--- Begin ---
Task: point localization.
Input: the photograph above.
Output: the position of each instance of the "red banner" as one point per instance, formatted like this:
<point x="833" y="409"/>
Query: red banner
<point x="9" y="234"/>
--- End ---
Format every line of the items above as a JSON list of strings, one string per line, leaving out blank lines.

▸ **FINISHED ANSWER**
[
  "Task: point localization.",
  "Input: the photograph above.",
  "Output: the position of each instance of the \"red banner\" as one point per instance, formatted like this:",
  "<point x=\"833\" y=\"409\"/>",
  "Query: red banner",
  "<point x=\"9\" y=\"234\"/>"
]